» **TEXT BLOCK**
To answer this question, we evaluated the more relevant methods for assessing DNA length:
Variations of PFGE apply current to DNA samples in gel in different ways to alter the direction of the electric field as DNA migrates.
While some methods of PFGE can resolve fragments over 1 mb long, a single run can require several pieces of equipment, take 8 hours or more to complete, and require as much as 200 ng of input sample. Compared to capillary electrophoresis, these methods consume more budget, time, and space.
With CE, fluorescently labeled DNA is passed through a thin capillary containing a gel matrix that has an electric field applied to it.
CE systems such as the TapeStation and Fragment Analyzer from Agilent Technologies require less input sample and have relatively small footprints, faster run times, minimal hardware, and provide a visual representation of the quality of the sample analyzed as well as a quantitative score.

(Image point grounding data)
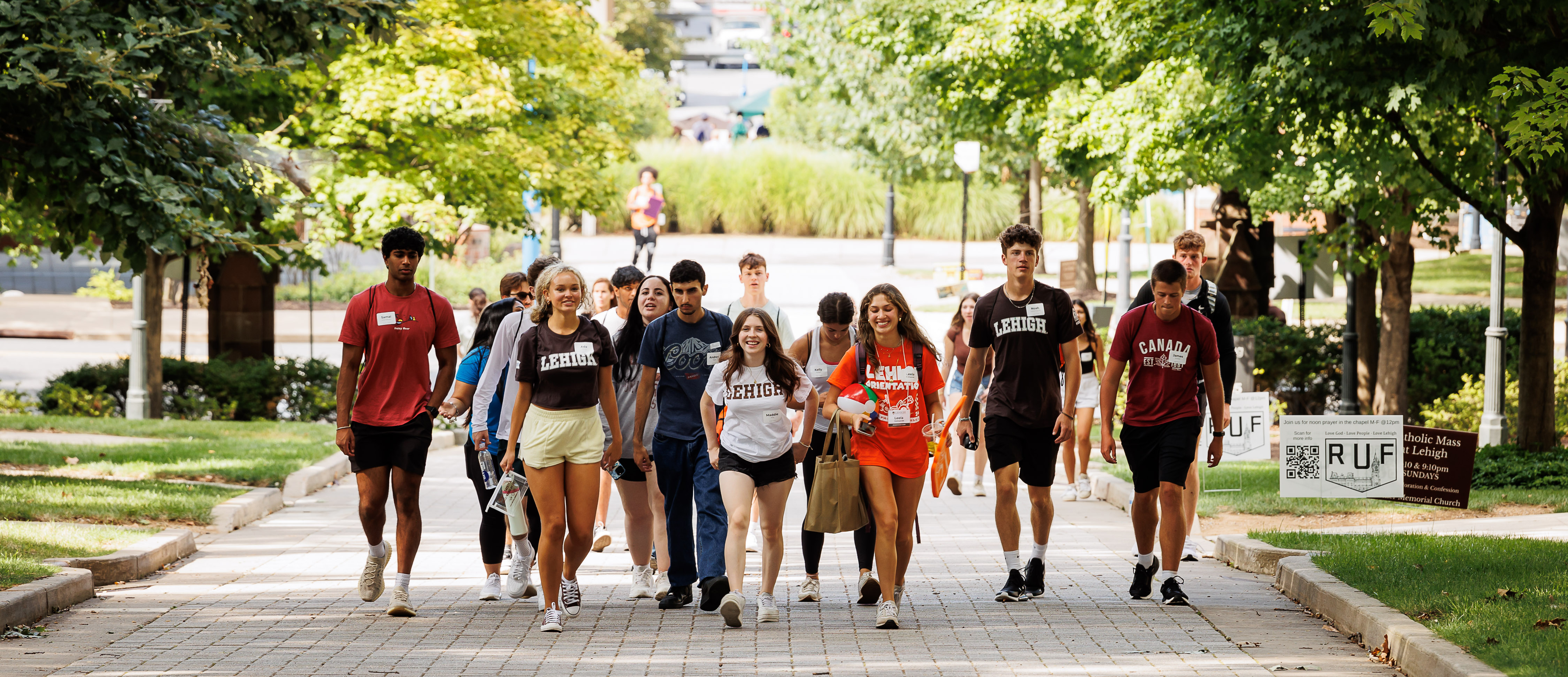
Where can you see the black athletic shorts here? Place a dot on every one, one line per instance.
(1159, 453)
(403, 447)
(761, 474)
(629, 471)
(1032, 449)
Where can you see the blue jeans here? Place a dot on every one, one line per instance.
(686, 478)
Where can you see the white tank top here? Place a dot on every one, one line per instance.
(817, 371)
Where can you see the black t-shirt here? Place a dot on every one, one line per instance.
(1024, 337)
(565, 367)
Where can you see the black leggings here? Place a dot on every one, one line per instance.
(811, 541)
(493, 524)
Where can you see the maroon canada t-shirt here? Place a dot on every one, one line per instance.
(1164, 359)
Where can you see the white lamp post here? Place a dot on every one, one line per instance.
(967, 154)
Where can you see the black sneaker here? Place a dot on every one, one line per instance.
(714, 591)
(1036, 577)
(1172, 594)
(1014, 591)
(678, 596)
(1144, 579)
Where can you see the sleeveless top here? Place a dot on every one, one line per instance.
(817, 372)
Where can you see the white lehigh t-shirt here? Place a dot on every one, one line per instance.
(756, 425)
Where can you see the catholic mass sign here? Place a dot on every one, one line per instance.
(1341, 457)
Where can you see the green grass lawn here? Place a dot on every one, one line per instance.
(1468, 275)
(55, 499)
(258, 453)
(26, 544)
(1451, 584)
(1260, 483)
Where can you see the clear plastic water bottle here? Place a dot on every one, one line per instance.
(488, 469)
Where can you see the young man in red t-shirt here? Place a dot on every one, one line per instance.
(386, 431)
(1161, 424)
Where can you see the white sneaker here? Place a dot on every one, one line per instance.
(491, 588)
(642, 584)
(399, 606)
(601, 538)
(661, 585)
(767, 609)
(520, 581)
(731, 607)
(811, 590)
(888, 616)
(372, 581)
(553, 621)
(571, 598)
(1191, 552)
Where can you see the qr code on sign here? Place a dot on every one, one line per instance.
(1300, 463)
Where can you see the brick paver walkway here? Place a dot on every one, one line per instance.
(289, 606)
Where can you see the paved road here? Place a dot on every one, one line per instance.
(278, 598)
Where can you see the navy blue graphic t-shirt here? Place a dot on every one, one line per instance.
(684, 353)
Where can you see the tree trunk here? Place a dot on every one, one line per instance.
(1086, 267)
(1393, 367)
(1366, 324)
(1537, 425)
(153, 302)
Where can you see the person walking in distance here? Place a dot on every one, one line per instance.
(756, 450)
(498, 388)
(1206, 298)
(1028, 325)
(645, 201)
(493, 524)
(821, 350)
(755, 283)
(679, 350)
(957, 353)
(1092, 364)
(640, 497)
(390, 330)
(563, 377)
(896, 363)
(1167, 345)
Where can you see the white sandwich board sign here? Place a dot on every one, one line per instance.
(1343, 457)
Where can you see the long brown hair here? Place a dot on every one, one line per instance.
(782, 369)
(959, 316)
(907, 327)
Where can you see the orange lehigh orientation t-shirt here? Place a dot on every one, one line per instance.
(898, 447)
(397, 334)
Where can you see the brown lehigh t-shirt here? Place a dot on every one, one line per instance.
(565, 367)
(1024, 337)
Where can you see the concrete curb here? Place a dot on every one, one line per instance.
(1253, 555)
(29, 602)
(1416, 651)
(314, 477)
(245, 508)
(139, 560)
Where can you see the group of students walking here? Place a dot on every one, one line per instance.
(700, 419)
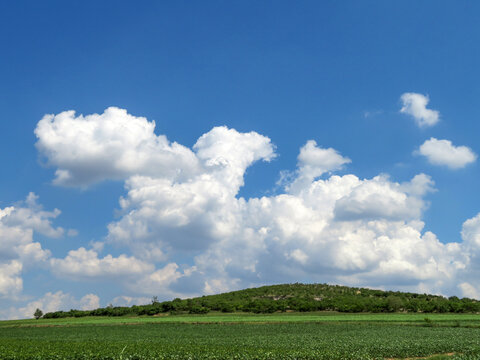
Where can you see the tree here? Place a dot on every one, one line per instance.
(38, 314)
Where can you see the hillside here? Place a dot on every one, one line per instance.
(293, 297)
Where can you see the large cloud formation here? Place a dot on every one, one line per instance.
(189, 232)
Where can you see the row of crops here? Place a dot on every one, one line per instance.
(238, 341)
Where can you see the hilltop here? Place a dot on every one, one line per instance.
(293, 297)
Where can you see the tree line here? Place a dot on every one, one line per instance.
(292, 297)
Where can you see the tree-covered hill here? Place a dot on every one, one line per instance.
(293, 297)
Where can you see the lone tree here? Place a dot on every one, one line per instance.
(38, 314)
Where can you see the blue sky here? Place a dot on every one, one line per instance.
(238, 89)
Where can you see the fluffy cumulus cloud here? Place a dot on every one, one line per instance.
(444, 153)
(112, 145)
(18, 250)
(86, 264)
(415, 105)
(189, 232)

» **WORK ORDER**
Copy the passage on methods for assessing DNA length from "To answer this" to "applied to it.", switching "budget" to "money". The material has no connection to the text.

» **ANSWER BOX**
To answer this question, we evaluated the more relevant methods for assessing DNA length:
Variations of PFGE apply current to DNA samples in gel in different ways to alter the direction of the electric field as DNA migrates.
While some methods of PFGE can resolve fragments over 1 mb long, a single run can require several pieces of equipment, take 8 hours or more to complete, and require as much as 200 ng of input sample. Compared to capillary electrophoresis, these methods consume more money, time, and space.
With CE, fluorescently labeled DNA is passed through a thin capillary containing a gel matrix that has an electric field applied to it.